Extracted records.
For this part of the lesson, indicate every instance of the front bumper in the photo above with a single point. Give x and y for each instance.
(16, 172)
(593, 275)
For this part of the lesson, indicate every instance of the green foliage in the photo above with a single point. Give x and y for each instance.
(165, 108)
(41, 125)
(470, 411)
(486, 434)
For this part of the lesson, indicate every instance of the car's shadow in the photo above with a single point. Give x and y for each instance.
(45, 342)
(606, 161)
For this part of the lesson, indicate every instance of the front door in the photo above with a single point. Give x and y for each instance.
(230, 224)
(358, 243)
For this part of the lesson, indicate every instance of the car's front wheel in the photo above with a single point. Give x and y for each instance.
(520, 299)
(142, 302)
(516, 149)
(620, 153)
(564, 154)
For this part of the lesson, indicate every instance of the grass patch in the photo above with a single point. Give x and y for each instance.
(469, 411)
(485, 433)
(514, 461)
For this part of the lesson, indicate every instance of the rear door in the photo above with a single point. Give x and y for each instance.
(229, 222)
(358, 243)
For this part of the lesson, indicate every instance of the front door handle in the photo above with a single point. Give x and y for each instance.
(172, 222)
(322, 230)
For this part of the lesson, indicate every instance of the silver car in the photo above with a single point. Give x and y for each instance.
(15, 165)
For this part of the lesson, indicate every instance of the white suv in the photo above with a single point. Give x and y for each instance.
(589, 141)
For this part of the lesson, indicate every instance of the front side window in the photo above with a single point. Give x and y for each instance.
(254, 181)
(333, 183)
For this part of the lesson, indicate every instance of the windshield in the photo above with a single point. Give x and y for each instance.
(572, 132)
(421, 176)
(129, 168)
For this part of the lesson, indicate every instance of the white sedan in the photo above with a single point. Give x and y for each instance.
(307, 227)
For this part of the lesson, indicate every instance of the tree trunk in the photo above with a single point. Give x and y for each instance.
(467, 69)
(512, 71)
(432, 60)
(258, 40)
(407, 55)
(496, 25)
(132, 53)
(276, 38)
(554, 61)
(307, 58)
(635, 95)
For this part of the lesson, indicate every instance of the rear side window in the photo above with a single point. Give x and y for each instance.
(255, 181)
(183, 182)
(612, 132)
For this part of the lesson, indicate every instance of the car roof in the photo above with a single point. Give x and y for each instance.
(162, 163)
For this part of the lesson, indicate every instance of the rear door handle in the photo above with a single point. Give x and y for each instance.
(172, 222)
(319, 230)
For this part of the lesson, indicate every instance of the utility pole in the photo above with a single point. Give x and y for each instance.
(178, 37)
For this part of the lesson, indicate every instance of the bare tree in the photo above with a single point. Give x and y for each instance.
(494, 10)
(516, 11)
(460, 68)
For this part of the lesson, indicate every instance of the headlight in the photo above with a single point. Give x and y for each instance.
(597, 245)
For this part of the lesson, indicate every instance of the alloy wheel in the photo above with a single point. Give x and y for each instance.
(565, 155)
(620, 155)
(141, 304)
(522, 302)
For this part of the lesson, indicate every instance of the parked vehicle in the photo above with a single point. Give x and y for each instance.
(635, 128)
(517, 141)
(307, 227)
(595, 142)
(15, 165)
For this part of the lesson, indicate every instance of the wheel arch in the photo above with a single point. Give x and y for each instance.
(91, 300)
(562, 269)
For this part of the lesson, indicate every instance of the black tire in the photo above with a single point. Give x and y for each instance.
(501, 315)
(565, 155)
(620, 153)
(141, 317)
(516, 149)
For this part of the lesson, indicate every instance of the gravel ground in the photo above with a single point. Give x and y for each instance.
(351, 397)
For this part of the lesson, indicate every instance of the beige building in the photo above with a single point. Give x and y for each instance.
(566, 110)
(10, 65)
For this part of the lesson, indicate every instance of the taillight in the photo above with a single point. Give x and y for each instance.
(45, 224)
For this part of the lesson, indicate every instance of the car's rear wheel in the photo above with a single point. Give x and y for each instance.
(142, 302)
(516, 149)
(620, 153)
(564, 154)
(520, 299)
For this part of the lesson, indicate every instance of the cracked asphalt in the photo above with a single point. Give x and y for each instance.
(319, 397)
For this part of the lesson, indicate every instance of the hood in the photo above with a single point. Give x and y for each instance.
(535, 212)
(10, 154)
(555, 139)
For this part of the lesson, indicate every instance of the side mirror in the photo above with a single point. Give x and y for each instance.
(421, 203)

WHAT IS NEEDED. Reproduce each entry exactly, with nothing missing.

FINISHED EXERCISE.
For this part of the lesson, indicate every instance of the front bumper in the photo above with a single point. Give x and y for each instance.
(16, 172)
(593, 275)
For this part of the lesson, indicate every instance of the green foliage in the photo above with a single point. Give x and y for each instance.
(165, 108)
(41, 125)
(470, 411)
(486, 434)
For this part of the lesson, indicate every instance of the car's shadow in the photo above with a single point. Give x and y for each instance.
(45, 342)
(606, 161)
For this part of the lesson, indicate every instance of the front door in the photo above with a single point. Give x and y for each instance.
(230, 224)
(358, 243)
For this part of the lesson, indicate every instance of the car's front wheel in the photo above with a single point. Give x and y for each instance.
(520, 299)
(142, 302)
(516, 149)
(620, 153)
(564, 154)
For this part of the lesson, indicate every instance of the grass patch in the photo above with a single point. Give x and y for each instance.
(469, 411)
(485, 433)
(514, 461)
For this part of the lesson, indicate every instance of the rear door in the photo above with a single point. Give x and y for each instance.
(229, 222)
(358, 243)
For this part of the lesson, indicate every instance of the front door handle in the photo above with a single point. Give x and y for each instance.
(172, 222)
(322, 230)
For this part of the lesson, indicate every instance of the silver car in the photo above with a single point. Give x and y for each instance.
(15, 165)
For this part of the lesson, indicate every instance of the white suv in the photo above with a single point. Give x and y for each instance.
(589, 141)
For this part of the lesson, indicate every instance of the front side window in the photo above with a single point. Give x and y for each instance.
(254, 181)
(333, 183)
For this part of the lesson, indicate every instance of the windshield in the photo above with a single point. Give x and y for each instance.
(572, 132)
(421, 176)
(129, 168)
For this part of the lesson, indicate every instance of the white sedan in the photo above with a single point. Give x and y for each instance.
(307, 227)
For this part of the lesson, indicate every instance of the tree trunk in the photo above with a single point. Give x and y for each instance.
(467, 69)
(512, 71)
(432, 60)
(258, 40)
(407, 55)
(496, 25)
(132, 53)
(276, 38)
(554, 61)
(307, 58)
(635, 95)
For this part of the lesson, indicate every instance of the rear side window in the photo above with a single point. Give x and y for each instance.
(255, 181)
(183, 182)
(612, 132)
For this part of the lesson, indicate every instance of the car roof in the photo above with a single point. Give x and y for each instance.
(162, 163)
For this part of the lesson, indicate every instance of the rear door handle in the photo above with a single point. Give x and y for each instance.
(172, 222)
(319, 230)
For this part of the lesson, indicate every instance of the utility pole in the photo above with a single point. Give x and y for each instance.
(178, 37)
For this part of the lesson, indicate every instance of the bare tree in the photo above with a single point. Give x and y for each instance.
(494, 10)
(516, 11)
(460, 68)
For this part of the lesson, indicate every instance of the headlight in the photo above with a single point. Give x and y for each instance.
(597, 245)
For this part of the lesson, indicate every instance of the alloy wheel in the photo above with a single point. Give x and y for each instance.
(565, 155)
(620, 155)
(141, 304)
(522, 302)
For this part of the lesson, indicate every instance of the parked vehicle in the photo above with a single point. Give x and y for each instance.
(635, 128)
(517, 141)
(307, 227)
(595, 142)
(15, 165)
For this part of the lesson, indicate every instance of the wheel arch in the photo above with a single point. Give x and y for each instance.
(91, 300)
(562, 269)
For this part of the lesson, indicate every instance of the black tire in the photo above with a single point. Give x and y for each instance.
(501, 315)
(565, 155)
(620, 153)
(141, 317)
(516, 149)
For this part of the lesson, indicate every instance of the gravel ground in the photo above with a single point. Give x and y for each instance.
(351, 397)
For this part of the lesson, indicate every instance of the beige building in the photo above with a single point. Give x and y for each instance.
(566, 110)
(10, 65)
For this part of the lesson, indicate every instance of the taillight in the photo above with a single point. Give x and y for each instance.
(45, 224)
For this part of the lesson, indicate every instance of the car's rear wheel in the photo above with a single point. Give x and y for each instance.
(142, 302)
(516, 149)
(620, 153)
(564, 154)
(520, 299)
For this part of the lesson, indicate every instance of the cracked asphalt in the photo above with a single point. Give x and y for each instance.
(319, 397)
For this part of the lesson, indicate every instance of the hood in the photo above with a single point. Give x and y for each instance.
(535, 212)
(10, 154)
(555, 139)
For this part of the lesson, indicate every instance of the side mirror in the photo above with a single point. Give x and y for each instance.
(421, 203)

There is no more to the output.